### Фрагмент текста
Бесы. В людях. Искушения.
Смущать соблазном или завлекать лукавством — прямая цель дьявольского пребывания на земле среди людей, по прямому предписанию из преисподней и по особому выбору самого князя тьмы или сатаны. Стараются совращать с пути блага и истины те наиболее искусные из них, у которых наука искушений доведена до высокой степени совершенства в течение бесчисленных лет неустанной и неослабной работы. Искуситель всегда налицо: зазвенело в левом ухе— это он летал сдавать сатане грехи того человека, сделанные за день, и вот теперь прилетел назад, чтобы снова стать на страже и выжидать случая и повода к соблазнам.

### Что сделать
a: Переведите на английский язык предложение из текста о бесах: «Стараются совращать с пути блага и истины те наиболее искусные из них, у которых наука искушений доведена до высокой степени совершенства в течение бесчисленных лет неустанной и неослабной работы».
b: Выведите без изменений отрывок текста о бесах от слов «Смущать соблазном или» до слов «повода к соблазнам.» включительно.
c: Что, согласно тексту о бесах, означает звон в левом ухе?

### Сохранённые данные
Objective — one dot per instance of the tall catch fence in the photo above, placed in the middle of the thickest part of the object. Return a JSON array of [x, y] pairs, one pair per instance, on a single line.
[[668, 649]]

...

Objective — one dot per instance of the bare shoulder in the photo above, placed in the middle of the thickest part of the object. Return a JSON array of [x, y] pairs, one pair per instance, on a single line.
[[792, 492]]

### Ответы по заданиям
a: Those most skilled among them, whose science of temptation has been brought to a high degree of perfection over countless years of tireless and unflagging work, strive to lead people astray from the path of good and truth.

b:
Смущать соблазном или завлекать лукавством — прямая цель дьявольского пребывания на земле среди людей, по прямому предписанию из преисподней и по особому выбору самого князя тьмы или сатаны. Стараются совращать с пути блага и истины те наиболее искусные из них, у которых наука искушений доведена до высокой степени совершенства в течение бесчисленных лет неустанной и неослабной работы. Искуситель всегда налицо: зазвенело в левом ухе— это он летал сдавать сатане грехи того человека, сделанные за день, и вот теперь прилетел назад, чтобы снова стать на страже и выжидать случая и повода к соблазнам.

c: Это значит, что искуситель летал сдавать сатане грехи человека, сделанные за день, и прилетел назад.